— INSTRUCTIONS FOR THE TASK —
Reproduce every line of the data from the line with "TARGET = racehorse" through the end of the data, and output only those lines. Raise each pixel coordinate by 149, and leave all other text unchanged.

═════ EXERCISE INPUTS

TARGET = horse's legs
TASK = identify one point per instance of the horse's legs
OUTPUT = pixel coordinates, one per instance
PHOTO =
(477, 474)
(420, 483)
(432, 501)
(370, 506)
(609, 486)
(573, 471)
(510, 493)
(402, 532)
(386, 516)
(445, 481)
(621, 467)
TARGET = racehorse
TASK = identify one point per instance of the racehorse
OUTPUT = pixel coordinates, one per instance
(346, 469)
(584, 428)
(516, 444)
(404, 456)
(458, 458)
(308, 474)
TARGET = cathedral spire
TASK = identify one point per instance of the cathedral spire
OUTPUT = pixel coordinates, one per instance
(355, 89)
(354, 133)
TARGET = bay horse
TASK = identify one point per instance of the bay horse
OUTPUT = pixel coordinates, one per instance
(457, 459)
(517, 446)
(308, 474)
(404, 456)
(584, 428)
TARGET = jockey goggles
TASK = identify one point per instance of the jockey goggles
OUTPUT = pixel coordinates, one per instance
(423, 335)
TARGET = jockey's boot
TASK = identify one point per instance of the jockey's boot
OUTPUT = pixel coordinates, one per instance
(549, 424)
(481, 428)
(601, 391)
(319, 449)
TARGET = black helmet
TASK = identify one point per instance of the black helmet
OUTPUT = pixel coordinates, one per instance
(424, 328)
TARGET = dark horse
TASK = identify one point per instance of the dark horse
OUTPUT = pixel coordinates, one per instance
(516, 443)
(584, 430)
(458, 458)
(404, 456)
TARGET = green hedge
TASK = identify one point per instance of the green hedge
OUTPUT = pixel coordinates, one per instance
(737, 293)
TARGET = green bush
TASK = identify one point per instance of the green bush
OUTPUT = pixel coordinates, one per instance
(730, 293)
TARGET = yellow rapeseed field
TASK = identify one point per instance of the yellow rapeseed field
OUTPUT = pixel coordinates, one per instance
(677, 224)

══════════

— COMPLETED EXERCISE —
TARGET = racehorse
TASK = identify one point per instance of the racehorse
OUTPUT = pixel coordinates, one per instance
(495, 618)
(733, 577)
(665, 593)
(553, 605)
(607, 607)
(457, 623)
TARGET = cathedral spire
TASK = identify one point per instance of the cathedral spire
OUTPUT = pixel coordinates, one per instance
(504, 238)
(503, 282)
TARGET = bay horse
TASK = identify one point per instance of the bay horse
OUTPUT = pixel coordinates, one per instance
(606, 608)
(666, 595)
(457, 623)
(553, 605)
(733, 577)
TARGET = jockey goggles
TASK = identify one point per instance of the jockey goggles
OUTPUT = pixel coordinates, one per instance
(572, 484)
TARGET = jockey's boot
TASK = identify one point per instance of the jockey's boot
OUTPUT = pixel coordinates, one per instance
(698, 573)
(630, 577)
(750, 540)
(468, 598)
TARGET = black helmet
TASK = identify one point per instance of the black helmet
OUTPUT = pixel coordinates, one per instance
(573, 477)
TARGET = dark horse
TASK = identify one point per instance of the dark horse
OUTPUT = pixel coordinates, one per instance
(665, 592)
(733, 579)
(607, 607)
(553, 605)
TARGET = green hedge
TASK = identify one point per instance of the green hedge
OUTPUT = pixel coordinates, one per instance
(886, 442)
TARGET = green bush
TASK = identify one point per instance of the green bush
OUTPUT = pixel coordinates, one per instance
(879, 442)
TARGET = yellow rapeseed field
TASK = identify one point per instance of the yellow rapeseed field
OUTPUT = pixel coordinates, one per instance
(826, 373)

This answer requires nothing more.